### TEXTO EXTRAÍDO
Con el signo del escapulario se manifiesta una síntesis eficaz de espiritualidad mariana, que alimenta la devoción de los creyentes, haciéndolos sensibles a la presencia amorosa de la Virgen Madre en su vida. El escapulario es esencialmente un "hábito". Quien lo recibe se une o se asocia, en un grado más o menos íntimo, a la Orden del Carmen, dedicada al servicio de la Virgen para el bien de toda la Iglesia. Por tanto, quien se reviste del escapulario se introduce en la tierra del Carmelo, para "comer sus frutos y sus productos" (Jr 2, 7), y experimenta la presencia dulce y materna de María en su compromiso diario de revestirse interiormente de Jesucristo y de manifestarlo vivo en sí para el bien de la Iglesia y de toda la humanidad.

Así pues, son dos las verdades evocadas en el signo del escapulario:
- por una parte, la protección continua de la Virgen santísima, no sólo a lo largo del camino de la vida, sino también en el momento del paso hacia la plenitud de la gloria eterna;
- y por otra, la certeza de que la devoción a Ella no puede limitarse a oraciones y homenajes en su honor en algunas circunstancias, sino que debe constituir un "hábito", es decir, una orientación permanente de la conducta cristiana, impregnada de oración y de vida interior, mediante la práctica frecuente de los sacramentos y la práctica concreta de las obras de misericordia espirituales y corporales. De este modo, el escapulario se convierte en signo de "alianza" y de comunión recíproca entre María y los fieles, pues traduce de manera concreta la entrega que en la cruz Jesús hizo de su Madre a Juan, y en él a todos nosotros, y la entrega del apóstol predilecto y de nosotros a ella, constituida nuestra Madre espiritual.

### EJERCICIO 1
Según el texto sobre el escapulario, ¿a qué Orden se une o se asocia quien lo recibe?
El texto y las filas no guardan ninguna relación entre sí.

### FILAS DEL EJERCICIO
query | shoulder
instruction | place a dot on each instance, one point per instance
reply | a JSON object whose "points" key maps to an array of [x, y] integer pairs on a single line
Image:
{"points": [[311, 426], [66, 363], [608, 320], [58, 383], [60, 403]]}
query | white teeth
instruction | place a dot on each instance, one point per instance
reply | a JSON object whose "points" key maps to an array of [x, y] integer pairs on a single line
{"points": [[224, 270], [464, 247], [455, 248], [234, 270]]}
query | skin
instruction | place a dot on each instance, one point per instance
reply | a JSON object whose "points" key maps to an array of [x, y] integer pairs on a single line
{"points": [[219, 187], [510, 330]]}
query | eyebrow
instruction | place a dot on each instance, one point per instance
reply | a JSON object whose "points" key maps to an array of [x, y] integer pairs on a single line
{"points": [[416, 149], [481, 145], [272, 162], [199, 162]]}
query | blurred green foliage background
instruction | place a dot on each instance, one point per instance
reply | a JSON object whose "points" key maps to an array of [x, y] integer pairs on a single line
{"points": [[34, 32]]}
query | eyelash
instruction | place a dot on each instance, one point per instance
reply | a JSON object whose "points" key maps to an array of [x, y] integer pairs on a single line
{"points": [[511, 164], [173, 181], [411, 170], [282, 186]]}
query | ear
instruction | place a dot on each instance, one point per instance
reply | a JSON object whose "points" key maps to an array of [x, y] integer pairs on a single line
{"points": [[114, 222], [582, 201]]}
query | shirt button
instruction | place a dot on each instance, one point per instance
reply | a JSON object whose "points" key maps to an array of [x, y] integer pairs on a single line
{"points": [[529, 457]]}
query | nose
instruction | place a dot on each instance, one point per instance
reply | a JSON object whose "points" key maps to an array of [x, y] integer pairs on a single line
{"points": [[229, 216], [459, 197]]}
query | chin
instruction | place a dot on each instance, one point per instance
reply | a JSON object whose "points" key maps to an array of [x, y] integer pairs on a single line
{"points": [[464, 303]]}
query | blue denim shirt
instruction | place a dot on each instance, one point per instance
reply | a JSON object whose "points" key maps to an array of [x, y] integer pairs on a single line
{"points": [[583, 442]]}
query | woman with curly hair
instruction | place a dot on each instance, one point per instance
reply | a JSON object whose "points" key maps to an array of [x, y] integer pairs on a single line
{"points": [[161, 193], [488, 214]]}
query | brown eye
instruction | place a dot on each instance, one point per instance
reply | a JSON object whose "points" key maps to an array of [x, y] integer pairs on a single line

### EJERCICIO 2
Vuelve a escribir las filas desde la que contiene "query | woman with curly hair" hasta el final de las filas, con todas sus líneas. Suma 92 a cada número de las coordenadas de las respuestas.

### RESPUESTA 1
A la Orden del Carmen.

### RESPUESTA 2
query | woman with curly hair
instruction | place a dot on each instance, one point per instance
reply | a JSON object whose "points" key maps to an array of [x, y] integer pairs on a single line
{"points": [[253, 285], [580, 306]]}
query | brown eye
instruction | place a dot on each instance, one point per instance
reply | a JSON object whose "points" key maps to an array of [x, y] integer pairs on a single line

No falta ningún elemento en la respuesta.